By Lawrence Journal-World |
Douglas County administrator proposes flat mill levy for 2021 budget
photo by: Jackson Barton/Journal-World File Photo
Douglas County may keep its property tax rate flat for its 2021 budget while also focusing on flexibility amid the ongoing coronavirus pandemic.
County Administrator Sarah Plinsky recently told the Journal-World she has proposed a 2021 budget with a flat mill levy of 46.430, which would provide the county with an overall estimated $125.5 million budget.
Additionally, Plinsky said her proposed budget includes an increase in unallocated funding, also known as fund balance, which could be used at the County Commission’s discretion to help deal with the fallout from the economic downturn associated with the pandemic.
“Flexibility and the ability to respond to current challenges is the theme of the budget,” Plinsky said.

● **Problems to work on**
• a. What mill levy does the budget article say Plinsky proposed for 2021?
• b. Write out the budget article word for word, from "County Administrator Sarah" to "estimated $125.5 million budget.".
Rely only on the budget article for what comes next.

● **Records provided**
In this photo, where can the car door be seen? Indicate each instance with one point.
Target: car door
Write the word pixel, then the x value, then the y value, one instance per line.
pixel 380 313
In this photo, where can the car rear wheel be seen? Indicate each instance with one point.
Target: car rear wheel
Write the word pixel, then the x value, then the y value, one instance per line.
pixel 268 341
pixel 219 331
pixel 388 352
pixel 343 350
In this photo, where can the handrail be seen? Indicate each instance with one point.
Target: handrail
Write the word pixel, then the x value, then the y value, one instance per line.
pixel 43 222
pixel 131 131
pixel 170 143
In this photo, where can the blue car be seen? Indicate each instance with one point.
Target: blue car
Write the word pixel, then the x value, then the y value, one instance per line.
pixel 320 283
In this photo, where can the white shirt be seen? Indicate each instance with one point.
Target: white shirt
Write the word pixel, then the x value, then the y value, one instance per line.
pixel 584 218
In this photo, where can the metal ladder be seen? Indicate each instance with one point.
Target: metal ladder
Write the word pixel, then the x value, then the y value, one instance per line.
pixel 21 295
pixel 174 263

● **Set of answers**
• a. A flat mill levy of 46.430.

• b.
County Administrator Sarah Plinsky recently told the Journal-World she has proposed a 2021 budget with a flat mill levy of 46.430, which would provide the county with an overall estimated $125.5 million budget.